### [EXCERPTED TEXT]
When asking for a can of soda, or a drink while ordering food, do you ask for a “soda,” a “pop” or a “coke” (regardless of brand or flavor)? Your choice of terminology most certainly has roots on where you, or your family, has, well… roots from!
The word you use generally boils down to where you’re from: Midwesterners enjoy a good pop, while soda is tops in the North and far West. Southerners, long the cultural mavericks, don’t bat an eyelash asking for coke – lowercase – before homing in on exactly the type they want: Perhaps a root beer or a Coke, uppercase.
So how did “soda” come to be called so many different things in different places?
It all stems from a mix of economic enterprise and linguistic ingenuity.
The popularity of “soda” in the Northeast likely reflects the soda fountain’s longer history in the region. Since a lot of Americans living in the Northeast migrated to California in the mid-to-late 1800s, the name likely traveled west with them.
As for the Midwestern preference for “pop” – well, the earliest American use of the term to refer to a sparkling beverage appeared in the 1840s in the name of a flavored version called “ginger pop.” Such ginger-flavored pop, though, was around in Britain by 1816, since a Newcastle songbook is where you can first see it used in text. The “pop” seems to be onomatopoeic for the noise made when the cork was released from the bottle before drinking.
Linguists don’t fully know why “pop” became so popular in the Midwest. But one theory links it to a Michigan bottling company, Feigenson Brothers Bottling Works – today known as Faygo Beverages – that used “pop” in the name of the sodas they marketed and sold. Another theory suggests that because bottles were more common in the region, soda drinkers were more likely to hear the “pop” sound than in the Northeast, where soda fountains reigned.

### [PROBLEMS AND TASKS]
1 - Print everything in the passage on regional names for soda from "As for the Midwestern" down to "bottle before drinking.", copying the wording unchanged.
2 - Continue the piece about regional names for soda, picking up after its final sentence.

### [GIVEN ENTRIES]
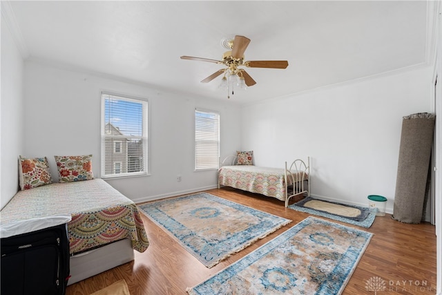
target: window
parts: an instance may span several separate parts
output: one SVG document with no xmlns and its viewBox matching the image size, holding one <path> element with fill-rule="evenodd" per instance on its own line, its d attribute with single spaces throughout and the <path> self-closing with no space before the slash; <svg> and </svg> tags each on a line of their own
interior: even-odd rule
<svg viewBox="0 0 442 295">
<path fill-rule="evenodd" d="M 122 163 L 121 162 L 115 162 L 113 163 L 113 173 L 115 174 L 119 174 L 122 173 Z"/>
<path fill-rule="evenodd" d="M 147 174 L 147 102 L 102 93 L 102 178 Z"/>
<path fill-rule="evenodd" d="M 195 110 L 195 169 L 218 169 L 220 163 L 220 114 Z"/>
<path fill-rule="evenodd" d="M 113 142 L 113 152 L 115 153 L 122 153 L 122 142 L 115 141 Z"/>
</svg>

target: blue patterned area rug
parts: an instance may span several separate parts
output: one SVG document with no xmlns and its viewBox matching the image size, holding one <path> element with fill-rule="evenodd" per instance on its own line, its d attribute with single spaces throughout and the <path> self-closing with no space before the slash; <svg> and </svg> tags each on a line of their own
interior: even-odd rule
<svg viewBox="0 0 442 295">
<path fill-rule="evenodd" d="M 372 226 L 377 211 L 376 208 L 347 205 L 311 197 L 293 204 L 289 208 L 365 228 Z"/>
<path fill-rule="evenodd" d="M 291 222 L 206 193 L 139 207 L 209 268 Z"/>
<path fill-rule="evenodd" d="M 310 216 L 187 292 L 339 294 L 372 235 Z"/>
</svg>

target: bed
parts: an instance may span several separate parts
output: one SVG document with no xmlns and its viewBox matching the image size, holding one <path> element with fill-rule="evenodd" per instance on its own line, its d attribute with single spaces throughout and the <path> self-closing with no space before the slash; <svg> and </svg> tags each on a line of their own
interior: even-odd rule
<svg viewBox="0 0 442 295">
<path fill-rule="evenodd" d="M 231 187 L 276 198 L 289 206 L 291 198 L 310 194 L 310 158 L 296 159 L 284 168 L 238 164 L 237 156 L 226 158 L 218 170 L 218 189 Z"/>
<path fill-rule="evenodd" d="M 2 227 L 70 215 L 68 285 L 133 260 L 149 242 L 135 204 L 104 180 L 52 183 L 19 191 L 0 211 Z"/>
</svg>

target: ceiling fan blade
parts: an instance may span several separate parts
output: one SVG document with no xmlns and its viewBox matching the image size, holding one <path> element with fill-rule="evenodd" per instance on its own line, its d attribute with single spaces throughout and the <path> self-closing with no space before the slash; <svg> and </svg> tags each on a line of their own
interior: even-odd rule
<svg viewBox="0 0 442 295">
<path fill-rule="evenodd" d="M 201 83 L 207 83 L 207 82 L 210 82 L 211 81 L 212 81 L 213 79 L 216 78 L 217 77 L 218 77 L 220 75 L 222 74 L 224 72 L 224 70 L 217 70 L 216 72 L 213 73 L 212 75 L 211 75 L 210 76 L 207 77 L 206 79 L 204 79 L 204 80 L 201 81 Z"/>
<path fill-rule="evenodd" d="M 256 84 L 255 80 L 253 80 L 253 78 L 250 77 L 250 75 L 249 75 L 247 72 L 242 69 L 241 73 L 242 73 L 242 77 L 244 77 L 244 79 L 245 80 L 246 85 L 247 85 L 248 86 L 252 86 Z"/>
<path fill-rule="evenodd" d="M 214 64 L 224 64 L 223 61 L 216 60 L 216 59 L 204 59 L 202 57 L 188 57 L 186 55 L 183 55 L 181 57 L 181 59 L 189 59 L 189 60 L 196 60 L 200 61 L 208 61 L 213 62 Z"/>
<path fill-rule="evenodd" d="M 244 55 L 244 52 L 250 43 L 250 39 L 244 36 L 235 36 L 233 39 L 233 48 L 232 48 L 232 57 L 240 59 Z"/>
<path fill-rule="evenodd" d="M 249 68 L 286 68 L 289 62 L 287 60 L 256 60 L 246 61 L 244 64 Z"/>
</svg>

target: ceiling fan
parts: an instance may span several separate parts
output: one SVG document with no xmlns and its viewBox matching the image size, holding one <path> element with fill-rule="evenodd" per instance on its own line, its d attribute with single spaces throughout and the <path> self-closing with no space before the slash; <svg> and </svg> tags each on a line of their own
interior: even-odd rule
<svg viewBox="0 0 442 295">
<path fill-rule="evenodd" d="M 246 61 L 244 60 L 244 53 L 247 48 L 250 39 L 244 36 L 236 35 L 234 39 L 224 39 L 222 44 L 227 49 L 222 55 L 222 60 L 210 59 L 202 57 L 194 57 L 189 56 L 182 56 L 182 59 L 195 60 L 200 61 L 207 61 L 218 64 L 222 64 L 226 67 L 217 70 L 206 79 L 201 81 L 202 83 L 207 83 L 212 81 L 219 75 L 224 74 L 221 81 L 222 88 L 227 88 L 228 98 L 231 90 L 233 94 L 235 86 L 240 88 L 251 86 L 256 84 L 255 80 L 250 77 L 244 68 L 240 68 L 245 66 L 247 68 L 286 68 L 289 66 L 287 61 Z"/>
</svg>

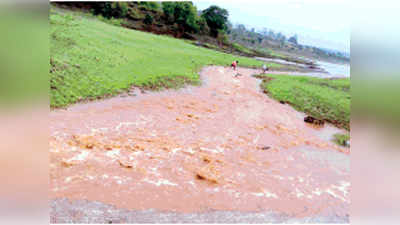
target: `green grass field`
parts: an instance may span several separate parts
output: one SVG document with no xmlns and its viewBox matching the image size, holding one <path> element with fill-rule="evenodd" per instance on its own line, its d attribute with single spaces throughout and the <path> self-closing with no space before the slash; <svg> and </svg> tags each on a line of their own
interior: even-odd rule
<svg viewBox="0 0 400 225">
<path fill-rule="evenodd" d="M 262 88 L 271 97 L 317 119 L 350 130 L 350 79 L 262 75 Z"/>
<path fill-rule="evenodd" d="M 205 65 L 260 67 L 262 62 L 118 26 L 81 12 L 50 11 L 50 104 L 149 89 L 199 84 Z M 278 64 L 270 64 L 278 67 Z"/>
</svg>

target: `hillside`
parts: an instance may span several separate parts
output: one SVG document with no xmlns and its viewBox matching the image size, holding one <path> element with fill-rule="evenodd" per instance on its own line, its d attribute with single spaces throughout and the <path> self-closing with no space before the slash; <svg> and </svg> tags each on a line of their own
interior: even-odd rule
<svg viewBox="0 0 400 225">
<path fill-rule="evenodd" d="M 52 7 L 50 25 L 52 107 L 118 94 L 132 85 L 160 89 L 198 84 L 198 71 L 205 65 L 226 66 L 233 60 L 240 66 L 262 65 L 188 41 L 126 29 L 83 12 Z"/>
</svg>

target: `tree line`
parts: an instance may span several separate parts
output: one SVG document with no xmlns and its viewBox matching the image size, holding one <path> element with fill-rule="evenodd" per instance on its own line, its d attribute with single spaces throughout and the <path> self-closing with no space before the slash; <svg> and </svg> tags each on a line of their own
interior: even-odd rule
<svg viewBox="0 0 400 225">
<path fill-rule="evenodd" d="M 130 18 L 135 7 L 162 13 L 166 23 L 177 25 L 181 32 L 202 33 L 212 37 L 226 33 L 229 13 L 226 9 L 212 5 L 198 11 L 192 2 L 94 2 L 92 6 L 95 15 L 106 18 Z M 143 19 L 145 24 L 154 22 L 153 16 L 147 14 Z"/>
</svg>

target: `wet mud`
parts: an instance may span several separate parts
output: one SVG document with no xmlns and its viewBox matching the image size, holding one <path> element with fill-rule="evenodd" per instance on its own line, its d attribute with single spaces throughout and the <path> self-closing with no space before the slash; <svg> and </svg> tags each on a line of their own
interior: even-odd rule
<svg viewBox="0 0 400 225">
<path fill-rule="evenodd" d="M 259 90 L 258 71 L 238 72 L 206 67 L 200 87 L 51 111 L 52 220 L 60 199 L 348 218 L 349 149 L 330 141 L 338 130 L 304 123 L 304 114 Z"/>
</svg>

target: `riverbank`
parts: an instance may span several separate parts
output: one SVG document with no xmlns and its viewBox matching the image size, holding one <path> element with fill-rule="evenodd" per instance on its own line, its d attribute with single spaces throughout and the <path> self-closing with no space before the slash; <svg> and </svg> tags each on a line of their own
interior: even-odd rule
<svg viewBox="0 0 400 225">
<path fill-rule="evenodd" d="M 205 65 L 262 62 L 184 40 L 123 28 L 83 12 L 50 10 L 50 105 L 114 96 L 132 86 L 160 90 L 199 84 Z M 114 21 L 115 22 L 115 21 Z M 271 68 L 282 65 L 268 64 Z"/>
<path fill-rule="evenodd" d="M 350 129 L 350 79 L 323 79 L 284 74 L 259 75 L 269 96 L 312 117 Z"/>
</svg>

### [ANSWER SET]
1 -
As for the Midwestern preference for “pop” – well, the earliest American use of the term to refer to a sparkling beverage appeared in the 1840s in the name of a flavored version called “ginger pop.” Such ginger-flavored pop, though, was around in Britain by 1816, since a Newcastle songbook is where you can first see it used in text. The “pop” seems to be onomatopoeic for the noise made when the cork was released from the bottle before drinking.

2 -
As for using coke generically, the first Coca-Cola was served in 1886 by Dr. John Pemberton, a pharmacist at Jacobs’ Pharmacy in Atlanta and the founder of the company. In the 1900s, the Coca-Cola company tried to stamp out the use of “Coke” for “Coca-Cola.” But that ship had already sailed. Since Coca-Cola originated and was overwhelmingly popular in the South, its generic use grew out of the fact that people almost always asked for “Coke.”
As with Jell-O, Kleenex, and Band-Aids, it became a generic term.
And speaking of soft drinks, what’s up with that term?
It was originally used to distinguish all nonalcoholic drinks from “hard drinks,” or beverages containing spirits.
Due to the growing popularity of soda water concoctions, eventually “soft drink” came to mean only such sweetened carbonated beverages, a linguistic testament to America’s enduring love affair with sugar and bubbles.
With the average American guzzling almost 40 gallons per year, you can call it whatever you what. Just deliver it cold, please!
With burgers sizzling and classic rock thumping, many Americans revel in summer cookouts – at least until that wayward cousin asks for a “pop” in soda country, or even worse, a “coke” when they actually want a Sprite.